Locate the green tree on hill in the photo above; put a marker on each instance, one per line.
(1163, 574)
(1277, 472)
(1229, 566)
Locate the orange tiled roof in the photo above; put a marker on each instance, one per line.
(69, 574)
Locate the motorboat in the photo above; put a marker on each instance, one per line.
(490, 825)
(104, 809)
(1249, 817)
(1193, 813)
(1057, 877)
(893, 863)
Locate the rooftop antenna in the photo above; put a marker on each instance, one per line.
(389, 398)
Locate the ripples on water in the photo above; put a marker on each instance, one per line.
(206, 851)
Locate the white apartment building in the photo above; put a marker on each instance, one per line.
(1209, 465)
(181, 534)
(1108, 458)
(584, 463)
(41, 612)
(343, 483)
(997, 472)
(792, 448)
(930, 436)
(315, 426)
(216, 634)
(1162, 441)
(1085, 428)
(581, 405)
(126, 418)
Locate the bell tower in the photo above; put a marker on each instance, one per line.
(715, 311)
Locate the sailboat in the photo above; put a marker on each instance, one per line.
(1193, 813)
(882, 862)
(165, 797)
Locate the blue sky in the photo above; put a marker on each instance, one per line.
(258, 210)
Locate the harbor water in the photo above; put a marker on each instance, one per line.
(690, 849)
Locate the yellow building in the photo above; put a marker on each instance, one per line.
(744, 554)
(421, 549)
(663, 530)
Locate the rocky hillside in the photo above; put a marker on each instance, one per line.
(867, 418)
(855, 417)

§ §

All of the records must be repeated exactly.

• [SOLVED PROBLEM]:
Locate the green tree on hill in the photo above; put a marker on each instance, one per line.
(1163, 574)
(1277, 472)
(1229, 566)
Locate the orange tiled roof in the photo above; put a marker on each instance, one per line.
(69, 574)
Locate the motorboat in the photo above; put a marker on each instance, one per line.
(490, 825)
(104, 809)
(1249, 817)
(1193, 813)
(1057, 877)
(893, 863)
Locate the rooftop antenna in the photo above; put a marker on each instance, one per line.
(389, 398)
Locate the ripples on water in the photo above; put a marker on each instance, one per line.
(206, 851)
Locate the white apartment building in the photo above; put a marker on each instance, one per line.
(1209, 465)
(181, 534)
(1108, 458)
(584, 463)
(41, 612)
(343, 483)
(997, 472)
(792, 448)
(930, 436)
(315, 426)
(216, 634)
(1162, 441)
(1085, 428)
(581, 405)
(126, 418)
Locate the bell tower in the photo above; put a marker on each instance, one per line.
(715, 311)
Locate the sailboat in the photo above; put a marker on each instance, one per line.
(1193, 813)
(882, 862)
(165, 797)
Locate the blue sky in the photo above; put a marker on each instance, one per line.
(258, 210)
Locate the harbor water in the photo above; put a marker on each instance, one per line.
(690, 849)
Locate the yellow building in the photo above; put a marker on each instance, one per line.
(744, 554)
(421, 549)
(663, 530)
Locate the rocky hillside in the photo above; put a marker on each instance, one per line.
(867, 418)
(855, 417)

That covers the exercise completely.